====== Text for analysis ======

Tversky Projection Layer, analogous to a fully connected layer. A nonlinear projection of vector a∈Rd, computing the similarity of input a to each of p prototypes, each of which is Rd, so the output is vector Rp. Essentially, it projects the input vector onto a set of learned "prototypical" vectors Π. However, instead of simple scalar product, it uses a more complex and expressive nonlinear Tversky similarity function in the Tversky Similarity Layer.
In total, the learnable parameters in Tversky neural networks include:
prototype vectors, Π
feature vectors, Ω
weights α, β, θ
Π and Ω can be shared between different layers.
This new layer is inherently more powerful. The authors constructively show that a single Tversky projection layer can model the nonlinear XOR function, which is impossible for a single linear layer, demonstrating its increased expressive capacity.
However, there's a nuance here. The XOR example, where the input is a vector of two numbers between which XOR is performed, uses 11 learnable parameters. Well okay, one classical neuron can't do XOR, but a simple network with one hidden layer with two neurons and one output neuron already can, and it has only 6 learnable weights — two for each neuron, bias doesn't seem necessary. Even with bias, that's still 9 weights, less than 11. So it's a questionable advantage; I too can embed all this into one neuron of a new type and say it's more powerful.
And the learnable prototype and feature vectors in Tversky networks still need to be learned; not every initialization succeeded in the experiments. And the hyperparameters (number of vectors) need to be chosen somehow.
Replacing standard linear layers with Tversky projection layers leads to notable improvements in various domains:
Image Recognition: When adapting frozen ResNet-50 for classification tasks, using a Tversky projection layer instead of linear at the output (=Tversky-ResNet-50) led to accuracy improvements from 36.0% to 44.9% (NABirds) and from 57.4% to 62.3% (MNIST). On unfrozen networks, it's not as noticeable; when training from scratch, it's slightly more noticeable.

======

- **Tasks for this exercise**:
1 > Reproduce word for word the part of the passage on Tversky projection layers that begins at the words "However, there's a" and ends after the words "it's more powerful.".
2 > According to the passage on Tversky projection layers, how did accuracy on NABirds change when frozen ResNet-50 used a Tversky projection layer at the output instead of a linear one?

====== Entries supplied ======

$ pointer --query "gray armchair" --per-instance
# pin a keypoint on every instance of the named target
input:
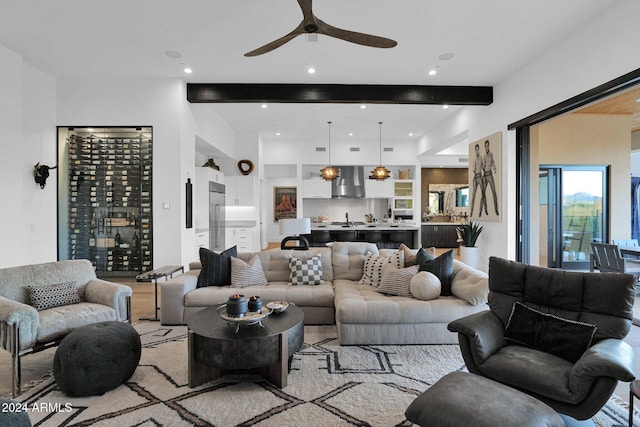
(578, 388)
(25, 330)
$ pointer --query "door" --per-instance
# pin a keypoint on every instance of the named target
(573, 213)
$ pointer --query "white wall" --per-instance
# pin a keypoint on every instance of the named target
(603, 49)
(27, 120)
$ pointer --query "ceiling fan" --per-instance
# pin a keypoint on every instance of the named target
(311, 24)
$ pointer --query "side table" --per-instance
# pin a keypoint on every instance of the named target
(155, 274)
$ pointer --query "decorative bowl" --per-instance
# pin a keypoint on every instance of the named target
(278, 306)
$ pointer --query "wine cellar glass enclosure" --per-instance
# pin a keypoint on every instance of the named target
(105, 198)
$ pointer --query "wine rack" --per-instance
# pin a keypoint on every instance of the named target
(109, 192)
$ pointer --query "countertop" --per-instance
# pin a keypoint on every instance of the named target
(378, 226)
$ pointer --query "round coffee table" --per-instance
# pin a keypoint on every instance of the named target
(215, 348)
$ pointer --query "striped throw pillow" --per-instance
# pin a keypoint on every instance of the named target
(397, 281)
(49, 296)
(374, 266)
(247, 274)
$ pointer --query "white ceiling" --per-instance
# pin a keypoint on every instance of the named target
(489, 39)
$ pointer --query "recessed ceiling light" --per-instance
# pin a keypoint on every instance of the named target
(173, 54)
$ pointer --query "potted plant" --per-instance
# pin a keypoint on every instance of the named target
(468, 234)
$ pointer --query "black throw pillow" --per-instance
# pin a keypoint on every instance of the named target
(441, 266)
(564, 338)
(216, 268)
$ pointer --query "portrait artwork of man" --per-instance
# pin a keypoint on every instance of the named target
(485, 157)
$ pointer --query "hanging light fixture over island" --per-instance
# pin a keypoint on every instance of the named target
(329, 173)
(380, 173)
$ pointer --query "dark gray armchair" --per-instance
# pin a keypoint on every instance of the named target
(578, 388)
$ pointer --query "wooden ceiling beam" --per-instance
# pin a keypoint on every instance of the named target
(336, 93)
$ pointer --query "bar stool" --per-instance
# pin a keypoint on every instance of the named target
(347, 236)
(396, 237)
(320, 237)
(373, 236)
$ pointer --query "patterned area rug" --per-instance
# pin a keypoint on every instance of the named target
(329, 385)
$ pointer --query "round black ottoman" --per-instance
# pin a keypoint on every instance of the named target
(96, 358)
(13, 414)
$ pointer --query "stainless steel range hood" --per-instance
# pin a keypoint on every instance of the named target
(349, 184)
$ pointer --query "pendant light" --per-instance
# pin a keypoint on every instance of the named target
(380, 173)
(329, 173)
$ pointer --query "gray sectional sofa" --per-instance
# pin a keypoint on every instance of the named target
(361, 314)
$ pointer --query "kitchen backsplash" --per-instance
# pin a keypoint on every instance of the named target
(336, 208)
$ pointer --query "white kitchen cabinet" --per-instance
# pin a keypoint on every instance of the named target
(240, 237)
(201, 187)
(316, 188)
(378, 189)
(241, 190)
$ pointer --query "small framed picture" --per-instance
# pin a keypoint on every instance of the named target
(284, 202)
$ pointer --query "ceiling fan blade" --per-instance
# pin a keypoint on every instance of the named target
(355, 37)
(305, 5)
(276, 43)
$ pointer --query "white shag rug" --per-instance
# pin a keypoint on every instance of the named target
(329, 385)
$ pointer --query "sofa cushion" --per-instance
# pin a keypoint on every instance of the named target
(565, 338)
(275, 262)
(246, 274)
(470, 284)
(348, 259)
(441, 266)
(216, 268)
(48, 296)
(304, 296)
(425, 286)
(305, 271)
(397, 281)
(375, 265)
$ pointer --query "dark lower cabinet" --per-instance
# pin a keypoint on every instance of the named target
(439, 236)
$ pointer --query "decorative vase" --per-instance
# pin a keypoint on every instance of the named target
(237, 305)
(255, 304)
(470, 255)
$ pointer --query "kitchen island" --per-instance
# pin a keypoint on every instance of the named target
(384, 234)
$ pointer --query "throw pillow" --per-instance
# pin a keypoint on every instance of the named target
(564, 338)
(375, 264)
(397, 281)
(49, 296)
(425, 286)
(441, 266)
(410, 255)
(305, 271)
(216, 268)
(247, 274)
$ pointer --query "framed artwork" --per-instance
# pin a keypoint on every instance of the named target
(189, 203)
(485, 178)
(284, 202)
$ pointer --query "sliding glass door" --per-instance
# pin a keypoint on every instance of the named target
(573, 213)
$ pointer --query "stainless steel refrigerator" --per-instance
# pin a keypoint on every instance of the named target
(216, 216)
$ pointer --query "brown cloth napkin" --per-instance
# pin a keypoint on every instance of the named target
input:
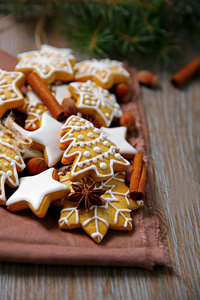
(26, 238)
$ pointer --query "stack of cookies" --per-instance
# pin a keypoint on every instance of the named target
(69, 152)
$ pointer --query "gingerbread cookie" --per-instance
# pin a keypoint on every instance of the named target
(47, 138)
(37, 192)
(10, 94)
(113, 214)
(90, 152)
(93, 100)
(117, 135)
(104, 72)
(49, 63)
(34, 107)
(11, 161)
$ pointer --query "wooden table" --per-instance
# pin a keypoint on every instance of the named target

======

- **Answers by task**:
1 >
However, there's a nuance here. The XOR example, where the input is a vector of two numbers between which XOR is performed, uses 11 learnable parameters. Well okay, one classical neuron can't do XOR, but a simple network with one hidden layer with two neurons and one output neuron already can, and it has only 6 learnable weights — two for each neuron, bias doesn't seem necessary. Even with bias, that's still 9 weights, less than 11. So it's a questionable advantage; I too can embed all this into one neuron of a new type and say it's more powerful.

2 > It rose from 36.0% to 44.9%.